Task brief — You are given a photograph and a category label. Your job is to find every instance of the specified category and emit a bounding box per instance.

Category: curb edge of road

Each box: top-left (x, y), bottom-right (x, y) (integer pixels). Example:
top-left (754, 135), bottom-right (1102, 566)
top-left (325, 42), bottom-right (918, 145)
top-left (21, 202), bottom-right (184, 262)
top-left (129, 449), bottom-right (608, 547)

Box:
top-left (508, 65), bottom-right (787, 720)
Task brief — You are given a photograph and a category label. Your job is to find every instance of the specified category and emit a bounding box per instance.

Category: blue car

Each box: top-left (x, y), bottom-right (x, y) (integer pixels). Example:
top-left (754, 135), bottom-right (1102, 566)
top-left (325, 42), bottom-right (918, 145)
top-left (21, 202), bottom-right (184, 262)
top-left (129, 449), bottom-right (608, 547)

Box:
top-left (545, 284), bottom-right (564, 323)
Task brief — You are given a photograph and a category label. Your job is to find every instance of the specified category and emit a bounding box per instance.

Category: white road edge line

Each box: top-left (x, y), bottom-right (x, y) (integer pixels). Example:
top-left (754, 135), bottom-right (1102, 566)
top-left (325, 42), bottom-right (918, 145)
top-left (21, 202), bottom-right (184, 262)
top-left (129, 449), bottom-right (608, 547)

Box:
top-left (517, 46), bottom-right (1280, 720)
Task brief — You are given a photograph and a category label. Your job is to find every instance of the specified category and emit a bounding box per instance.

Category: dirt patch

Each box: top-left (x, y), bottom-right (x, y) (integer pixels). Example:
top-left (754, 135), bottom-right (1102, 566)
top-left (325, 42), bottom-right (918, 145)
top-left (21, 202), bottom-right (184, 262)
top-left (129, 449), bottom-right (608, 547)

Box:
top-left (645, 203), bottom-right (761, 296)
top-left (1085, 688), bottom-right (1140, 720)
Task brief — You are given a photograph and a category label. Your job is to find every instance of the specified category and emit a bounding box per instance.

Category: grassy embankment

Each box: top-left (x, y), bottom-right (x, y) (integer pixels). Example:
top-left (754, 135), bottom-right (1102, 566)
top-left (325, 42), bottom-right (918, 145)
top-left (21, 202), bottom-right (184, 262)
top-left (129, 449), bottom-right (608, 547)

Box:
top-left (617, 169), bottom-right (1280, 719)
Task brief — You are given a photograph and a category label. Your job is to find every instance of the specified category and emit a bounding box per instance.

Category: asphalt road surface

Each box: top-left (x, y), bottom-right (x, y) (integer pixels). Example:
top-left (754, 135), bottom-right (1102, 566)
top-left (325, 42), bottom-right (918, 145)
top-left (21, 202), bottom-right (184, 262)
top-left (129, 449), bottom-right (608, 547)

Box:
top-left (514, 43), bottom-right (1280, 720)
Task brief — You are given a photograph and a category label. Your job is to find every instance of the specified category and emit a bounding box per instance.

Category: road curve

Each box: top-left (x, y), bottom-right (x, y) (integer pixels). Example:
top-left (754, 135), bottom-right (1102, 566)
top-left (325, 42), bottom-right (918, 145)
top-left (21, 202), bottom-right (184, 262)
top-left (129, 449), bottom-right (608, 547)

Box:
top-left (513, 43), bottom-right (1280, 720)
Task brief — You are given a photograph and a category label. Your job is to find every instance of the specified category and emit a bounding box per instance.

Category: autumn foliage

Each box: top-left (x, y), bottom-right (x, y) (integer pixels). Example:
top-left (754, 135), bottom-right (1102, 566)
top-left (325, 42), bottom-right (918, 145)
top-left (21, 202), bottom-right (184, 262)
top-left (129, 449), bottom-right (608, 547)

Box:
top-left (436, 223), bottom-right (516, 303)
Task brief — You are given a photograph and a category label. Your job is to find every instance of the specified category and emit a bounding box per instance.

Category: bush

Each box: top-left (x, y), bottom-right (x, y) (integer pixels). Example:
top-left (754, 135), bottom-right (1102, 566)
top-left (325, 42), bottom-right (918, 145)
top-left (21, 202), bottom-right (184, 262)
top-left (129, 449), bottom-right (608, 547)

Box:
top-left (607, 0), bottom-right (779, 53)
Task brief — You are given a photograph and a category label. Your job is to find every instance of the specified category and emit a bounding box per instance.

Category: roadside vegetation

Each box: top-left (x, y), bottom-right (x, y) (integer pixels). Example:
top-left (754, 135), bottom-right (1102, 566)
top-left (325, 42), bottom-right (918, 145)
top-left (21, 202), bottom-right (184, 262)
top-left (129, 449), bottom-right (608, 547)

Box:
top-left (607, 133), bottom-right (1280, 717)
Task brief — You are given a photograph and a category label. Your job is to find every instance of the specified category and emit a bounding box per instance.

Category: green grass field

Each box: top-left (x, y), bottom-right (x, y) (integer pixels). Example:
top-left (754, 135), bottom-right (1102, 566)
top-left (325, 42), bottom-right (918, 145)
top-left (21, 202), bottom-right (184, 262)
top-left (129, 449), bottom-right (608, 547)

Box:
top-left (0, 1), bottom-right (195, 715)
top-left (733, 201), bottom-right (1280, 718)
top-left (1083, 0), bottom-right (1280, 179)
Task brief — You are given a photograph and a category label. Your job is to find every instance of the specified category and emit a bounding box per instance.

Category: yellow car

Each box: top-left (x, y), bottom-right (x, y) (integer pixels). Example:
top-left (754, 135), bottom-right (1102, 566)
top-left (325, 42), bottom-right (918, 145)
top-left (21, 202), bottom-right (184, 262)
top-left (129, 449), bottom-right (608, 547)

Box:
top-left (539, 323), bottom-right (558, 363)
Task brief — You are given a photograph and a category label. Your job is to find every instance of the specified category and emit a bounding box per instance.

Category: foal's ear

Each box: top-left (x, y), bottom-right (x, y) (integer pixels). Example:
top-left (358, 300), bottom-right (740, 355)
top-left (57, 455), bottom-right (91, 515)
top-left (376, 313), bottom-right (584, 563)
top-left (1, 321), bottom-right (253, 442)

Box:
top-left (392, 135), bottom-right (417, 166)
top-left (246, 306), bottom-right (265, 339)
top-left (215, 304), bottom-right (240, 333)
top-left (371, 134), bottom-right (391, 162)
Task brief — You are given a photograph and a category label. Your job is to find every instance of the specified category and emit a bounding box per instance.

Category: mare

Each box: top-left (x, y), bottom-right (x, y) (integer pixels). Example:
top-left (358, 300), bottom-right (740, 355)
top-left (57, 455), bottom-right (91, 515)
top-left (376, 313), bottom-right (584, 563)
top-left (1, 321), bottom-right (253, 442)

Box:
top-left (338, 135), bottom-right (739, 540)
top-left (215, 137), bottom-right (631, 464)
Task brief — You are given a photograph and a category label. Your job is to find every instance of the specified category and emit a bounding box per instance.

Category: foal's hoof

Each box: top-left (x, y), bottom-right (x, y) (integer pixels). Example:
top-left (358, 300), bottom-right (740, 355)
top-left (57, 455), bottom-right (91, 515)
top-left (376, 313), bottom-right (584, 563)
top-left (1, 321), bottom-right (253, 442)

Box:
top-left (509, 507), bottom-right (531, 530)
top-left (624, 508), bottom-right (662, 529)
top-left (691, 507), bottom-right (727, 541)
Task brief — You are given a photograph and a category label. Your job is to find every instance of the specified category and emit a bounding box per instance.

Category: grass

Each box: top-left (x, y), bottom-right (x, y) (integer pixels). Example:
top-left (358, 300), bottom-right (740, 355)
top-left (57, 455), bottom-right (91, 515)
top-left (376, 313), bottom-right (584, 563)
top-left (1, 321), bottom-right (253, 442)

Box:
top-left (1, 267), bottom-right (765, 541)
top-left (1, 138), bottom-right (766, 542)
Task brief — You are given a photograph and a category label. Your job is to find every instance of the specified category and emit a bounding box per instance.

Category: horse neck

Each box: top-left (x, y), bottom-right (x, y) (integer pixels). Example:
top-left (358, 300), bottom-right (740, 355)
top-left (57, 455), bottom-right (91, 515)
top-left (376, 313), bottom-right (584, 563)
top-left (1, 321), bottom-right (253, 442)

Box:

TASK OBJECTIVE
Whenever the word "foal" appears in a line of the data above, that line counts. Say how many lines count, and nothing more.

RESPONSE TO THE EXERCISE
2